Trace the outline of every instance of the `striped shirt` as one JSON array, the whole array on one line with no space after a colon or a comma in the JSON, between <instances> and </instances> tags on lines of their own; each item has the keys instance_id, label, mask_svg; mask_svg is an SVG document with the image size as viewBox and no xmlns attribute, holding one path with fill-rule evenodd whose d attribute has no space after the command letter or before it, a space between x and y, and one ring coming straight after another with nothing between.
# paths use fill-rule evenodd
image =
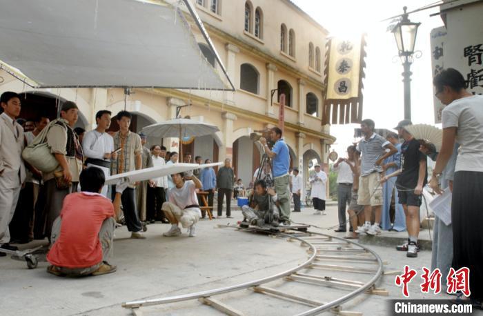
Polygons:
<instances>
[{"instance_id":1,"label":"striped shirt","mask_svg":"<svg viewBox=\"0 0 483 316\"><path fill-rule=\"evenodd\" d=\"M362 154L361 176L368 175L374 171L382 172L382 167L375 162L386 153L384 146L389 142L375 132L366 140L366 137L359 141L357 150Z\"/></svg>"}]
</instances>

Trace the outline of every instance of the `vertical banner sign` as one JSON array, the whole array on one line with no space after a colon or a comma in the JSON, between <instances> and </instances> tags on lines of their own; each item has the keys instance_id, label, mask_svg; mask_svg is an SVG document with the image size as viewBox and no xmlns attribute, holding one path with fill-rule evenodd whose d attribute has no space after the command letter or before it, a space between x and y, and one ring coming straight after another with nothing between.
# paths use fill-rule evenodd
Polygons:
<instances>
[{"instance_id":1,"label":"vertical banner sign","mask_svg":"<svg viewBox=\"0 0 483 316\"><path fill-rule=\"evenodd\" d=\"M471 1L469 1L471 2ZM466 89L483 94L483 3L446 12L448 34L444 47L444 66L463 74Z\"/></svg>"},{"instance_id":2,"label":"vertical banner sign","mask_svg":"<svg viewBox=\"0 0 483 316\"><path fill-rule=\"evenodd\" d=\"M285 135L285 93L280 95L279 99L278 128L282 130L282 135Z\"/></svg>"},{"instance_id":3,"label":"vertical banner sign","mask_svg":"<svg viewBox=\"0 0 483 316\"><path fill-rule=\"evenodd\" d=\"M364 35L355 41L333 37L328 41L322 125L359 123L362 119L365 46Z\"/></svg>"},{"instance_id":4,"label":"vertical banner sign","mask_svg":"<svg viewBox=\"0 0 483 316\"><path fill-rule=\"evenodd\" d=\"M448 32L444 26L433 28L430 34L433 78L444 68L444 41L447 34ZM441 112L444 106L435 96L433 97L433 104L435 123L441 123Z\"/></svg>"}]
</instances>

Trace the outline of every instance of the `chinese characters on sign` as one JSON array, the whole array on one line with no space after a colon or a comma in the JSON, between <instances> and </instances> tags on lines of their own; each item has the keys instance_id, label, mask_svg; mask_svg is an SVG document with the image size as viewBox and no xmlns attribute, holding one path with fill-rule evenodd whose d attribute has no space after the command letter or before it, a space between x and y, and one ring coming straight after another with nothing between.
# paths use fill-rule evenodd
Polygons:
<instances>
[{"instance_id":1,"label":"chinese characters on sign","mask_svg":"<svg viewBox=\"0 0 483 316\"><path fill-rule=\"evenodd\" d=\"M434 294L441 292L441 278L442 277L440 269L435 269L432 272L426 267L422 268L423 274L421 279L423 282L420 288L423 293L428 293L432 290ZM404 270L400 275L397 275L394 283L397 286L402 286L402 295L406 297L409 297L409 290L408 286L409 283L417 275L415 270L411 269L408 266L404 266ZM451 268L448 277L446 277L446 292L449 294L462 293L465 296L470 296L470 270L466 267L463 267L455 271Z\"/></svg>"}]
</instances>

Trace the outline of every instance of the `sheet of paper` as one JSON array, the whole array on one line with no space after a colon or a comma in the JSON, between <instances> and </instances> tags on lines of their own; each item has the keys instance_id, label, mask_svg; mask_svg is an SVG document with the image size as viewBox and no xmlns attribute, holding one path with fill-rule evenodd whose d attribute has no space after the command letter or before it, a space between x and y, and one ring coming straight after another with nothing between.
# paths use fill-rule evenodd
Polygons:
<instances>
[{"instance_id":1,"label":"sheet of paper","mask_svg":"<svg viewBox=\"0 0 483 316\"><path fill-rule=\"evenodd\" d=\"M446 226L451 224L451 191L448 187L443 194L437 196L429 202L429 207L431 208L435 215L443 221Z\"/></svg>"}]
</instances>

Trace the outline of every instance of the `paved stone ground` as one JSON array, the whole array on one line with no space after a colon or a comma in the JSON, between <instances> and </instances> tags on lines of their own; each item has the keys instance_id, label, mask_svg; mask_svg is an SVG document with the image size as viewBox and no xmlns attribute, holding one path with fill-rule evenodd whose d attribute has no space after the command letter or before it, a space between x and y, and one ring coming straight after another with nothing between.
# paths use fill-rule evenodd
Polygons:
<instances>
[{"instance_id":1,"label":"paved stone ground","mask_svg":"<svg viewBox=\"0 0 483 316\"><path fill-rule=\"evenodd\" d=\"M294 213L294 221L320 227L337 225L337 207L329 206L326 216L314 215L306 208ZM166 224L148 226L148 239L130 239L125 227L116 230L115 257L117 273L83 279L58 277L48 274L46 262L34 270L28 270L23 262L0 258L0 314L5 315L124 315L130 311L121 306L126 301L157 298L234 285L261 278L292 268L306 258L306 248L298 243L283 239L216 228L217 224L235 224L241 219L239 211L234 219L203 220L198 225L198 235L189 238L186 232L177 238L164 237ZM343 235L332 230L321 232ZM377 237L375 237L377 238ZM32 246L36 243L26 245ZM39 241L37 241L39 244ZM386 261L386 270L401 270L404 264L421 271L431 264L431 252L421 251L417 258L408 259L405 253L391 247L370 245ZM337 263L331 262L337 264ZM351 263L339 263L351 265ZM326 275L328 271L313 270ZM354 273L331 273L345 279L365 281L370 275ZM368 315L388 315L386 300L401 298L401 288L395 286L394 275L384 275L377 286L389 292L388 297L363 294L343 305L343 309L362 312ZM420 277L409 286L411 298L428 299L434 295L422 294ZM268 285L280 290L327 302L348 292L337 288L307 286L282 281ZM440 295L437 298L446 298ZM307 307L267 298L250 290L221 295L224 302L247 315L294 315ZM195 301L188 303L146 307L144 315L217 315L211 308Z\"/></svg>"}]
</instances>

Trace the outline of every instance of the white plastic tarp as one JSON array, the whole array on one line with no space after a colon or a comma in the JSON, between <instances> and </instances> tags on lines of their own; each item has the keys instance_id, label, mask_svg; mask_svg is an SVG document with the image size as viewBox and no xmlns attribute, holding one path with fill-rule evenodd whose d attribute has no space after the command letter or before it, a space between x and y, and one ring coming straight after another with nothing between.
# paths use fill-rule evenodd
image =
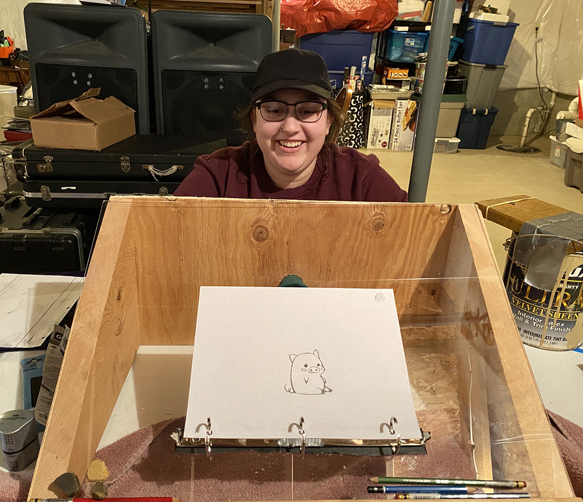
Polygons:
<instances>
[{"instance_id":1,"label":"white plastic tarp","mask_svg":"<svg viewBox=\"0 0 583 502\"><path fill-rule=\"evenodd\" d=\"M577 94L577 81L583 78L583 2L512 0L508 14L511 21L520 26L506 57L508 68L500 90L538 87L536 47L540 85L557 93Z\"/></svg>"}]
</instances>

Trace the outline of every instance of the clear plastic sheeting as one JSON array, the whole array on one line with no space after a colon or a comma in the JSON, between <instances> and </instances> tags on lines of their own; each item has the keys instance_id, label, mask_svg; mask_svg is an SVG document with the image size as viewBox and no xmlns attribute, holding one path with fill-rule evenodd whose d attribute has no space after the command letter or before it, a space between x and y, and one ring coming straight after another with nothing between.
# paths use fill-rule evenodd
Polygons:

### TASK
Turn every line of the records above into a numbered list, skipping blank lines and leaving the pictures out.

### RESULT
1. Trace the outline of every instance of the `striped shirt` as one JSON array, the whole array on one line with no space after a colon or a comma in the JSON, between <instances> and </instances> tags on lines of their own; each item has the keys instance_id, label, mask_svg; mask_svg is an SVG document with the image size as viewBox and no xmlns attribute, holding one path with fill-rule evenodd whose d attribute has no space after the command letter or before it, a space between x and y, and one ring coming straight after another with nothing between.
2. # paths use fill-rule evenodd
3. image =
4. Polygons:
5. <instances>
6. [{"instance_id":1,"label":"striped shirt","mask_svg":"<svg viewBox=\"0 0 483 316\"><path fill-rule=\"evenodd\" d=\"M362 154L361 176L368 175L374 171L382 172L382 167L375 162L386 153L384 146L389 142L375 132L366 140L366 137L359 141L357 150Z\"/></svg>"}]
7. </instances>
8. Trace the outline of every instance of the `vertical banner sign` as one JSON array, the whole array on one line with no space after a colon or a comma in the JSON, between <instances> and </instances> tags on lines of their own; each item has the keys instance_id, label, mask_svg; mask_svg is an SVG document with the image size as viewBox and no xmlns attribute, holding one path with fill-rule evenodd whose d attribute has no space after the command letter or before it, a space between x and y, and one ring coming straight after another with nothing between.
9. # paths use fill-rule evenodd
10. Polygons:
11. <instances>
12. [{"instance_id":1,"label":"vertical banner sign","mask_svg":"<svg viewBox=\"0 0 483 316\"><path fill-rule=\"evenodd\" d=\"M471 1L469 1L471 2ZM466 89L483 94L483 3L446 12L448 34L444 47L444 66L463 74Z\"/></svg>"},{"instance_id":2,"label":"vertical banner sign","mask_svg":"<svg viewBox=\"0 0 483 316\"><path fill-rule=\"evenodd\" d=\"M285 135L285 93L280 95L279 99L278 128L282 130L282 135Z\"/></svg>"},{"instance_id":3,"label":"vertical banner sign","mask_svg":"<svg viewBox=\"0 0 483 316\"><path fill-rule=\"evenodd\" d=\"M364 35L355 41L333 37L328 41L322 125L359 123L362 119L365 46Z\"/></svg>"},{"instance_id":4,"label":"vertical banner sign","mask_svg":"<svg viewBox=\"0 0 483 316\"><path fill-rule=\"evenodd\" d=\"M448 32L444 26L433 28L430 34L433 78L444 68L444 41L447 34ZM441 112L444 106L435 96L433 97L433 104L435 123L441 123Z\"/></svg>"}]
13. </instances>
14. Trace the outline of every instance of the `chinese characters on sign` as one JSON array, the whole array on one line with no space after a colon or a comma in the JSON, between <instances> and </instances> tags on lines of their own; each item has the keys instance_id, label, mask_svg; mask_svg is an SVG document with the image size as viewBox and no xmlns attribute, holding one path with fill-rule evenodd whose d attribute has no space after the command letter or before it, a space between x and y, and one ring coming straight after another with nothing between.
15. # paths use fill-rule evenodd
16. Polygons:
17. <instances>
18. [{"instance_id":1,"label":"chinese characters on sign","mask_svg":"<svg viewBox=\"0 0 483 316\"><path fill-rule=\"evenodd\" d=\"M434 294L441 292L441 278L442 277L440 269L435 269L432 272L426 267L422 268L423 274L421 279L423 282L420 288L423 293L428 293L432 290ZM404 270L400 275L397 275L394 283L397 286L402 286L402 295L406 297L409 297L409 290L408 286L409 283L417 275L415 270L411 269L408 266L404 266ZM451 268L448 277L446 277L446 292L449 294L462 293L465 296L470 296L470 270L466 267L463 267L455 271Z\"/></svg>"}]
19. </instances>
20. Trace the outline of every instance of the `sheet of paper` as one JSON array, the whole array on one line with no space after a colon or a comma in the JSON, between <instances> and </instances> tags on lines of their own; each item has the keys instance_id, label, mask_svg; mask_svg is an SVG document with the image size as viewBox and no xmlns attribute, holding one path with fill-rule evenodd whose d attribute has no space after the command letter or before it, a space between x and y, and one ring coming straight after another with nothing between.
21. # paths use fill-rule evenodd
22. Polygons:
23. <instances>
24. [{"instance_id":1,"label":"sheet of paper","mask_svg":"<svg viewBox=\"0 0 483 316\"><path fill-rule=\"evenodd\" d=\"M446 226L451 224L451 191L448 187L443 194L437 196L429 202L429 207L431 208L435 215L443 221Z\"/></svg>"}]
25. </instances>
26. Trace the outline of every instance of the `paved stone ground` as one JSON array, the whole array on one line with no space after a colon or a comma in the JSON, between <instances> and </instances> tags on lines of their own; each item has the keys instance_id, label, mask_svg; mask_svg is an SVG document with the image size as viewBox and no xmlns attribute, holding one path with fill-rule evenodd whose d attribute has no space after the command letter or before it, a space between x and y, and one ring coming straight after another with nothing between.
27. # paths use fill-rule evenodd
28. Polygons:
29. <instances>
30. [{"instance_id":1,"label":"paved stone ground","mask_svg":"<svg viewBox=\"0 0 483 316\"><path fill-rule=\"evenodd\" d=\"M294 213L294 221L320 227L337 225L337 207L329 206L326 216L314 215L306 208ZM166 224L148 226L148 239L130 239L125 227L116 230L115 257L117 273L83 279L58 277L48 274L46 262L34 270L28 270L23 262L0 258L0 314L5 315L124 315L130 311L121 306L126 301L157 298L234 285L261 278L292 268L306 258L306 248L298 243L283 239L216 228L217 224L235 224L241 219L239 211L234 219L203 220L198 225L198 235L189 238L186 232L177 238L164 237ZM343 235L332 230L321 232ZM377 237L375 237L377 238ZM32 246L36 243L26 245ZM39 241L37 241L39 244ZM386 261L386 270L401 270L404 264L421 271L431 264L431 252L421 251L417 258L408 259L405 253L391 247L370 245ZM337 263L331 262L337 264ZM351 263L339 263L351 265ZM326 275L328 271L313 270ZM354 273L331 273L345 279L365 281L370 275ZM368 315L388 315L386 300L401 298L401 288L395 286L394 275L384 275L377 286L389 292L388 297L363 294L343 305L343 309L362 312ZM420 277L409 286L411 298L428 299L434 295L422 294ZM268 285L280 290L327 302L348 292L337 288L307 286L282 281ZM440 295L437 298L446 298ZM307 307L267 298L250 290L221 295L224 302L247 315L294 315ZM195 301L188 303L146 307L144 315L217 315L211 308Z\"/></svg>"}]
31. </instances>
32. Trace the outline of every instance of the white plastic tarp as one JSON array, the whole array on one line with no space after a colon or a comma in the JSON, between <instances> and </instances> tags on lines of their own; each item has the keys instance_id, label, mask_svg; mask_svg is an SVG document with the image size as viewBox and no xmlns attribute, holding one path with fill-rule evenodd whose d attribute has no space after the command letter or before it, a space between x and y, and one ring coming straight after another with nothing between.
33. # paths use fill-rule evenodd
34. image =
35. Polygons:
36. <instances>
37. [{"instance_id":1,"label":"white plastic tarp","mask_svg":"<svg viewBox=\"0 0 583 502\"><path fill-rule=\"evenodd\" d=\"M577 94L577 81L583 78L583 2L512 0L508 14L511 21L520 26L506 57L508 68L500 90L538 87L536 47L540 85L557 93Z\"/></svg>"}]
38. </instances>
39. Trace the outline of every instance of the clear plastic sheeting as one JSON array, the whole array on one line with no space after a colon or a comma in the JSON, between <instances> and </instances> tags on lines of their own; each item has the keys instance_id, label, mask_svg; mask_svg is an SVG document with the image size as viewBox and no xmlns attribute, holding one path with fill-rule evenodd whose d attribute has no space after the command letter or before it, a space between x and y, and one ring coming straight after another with nothing between.
40. # paths use fill-rule evenodd
41. Polygons:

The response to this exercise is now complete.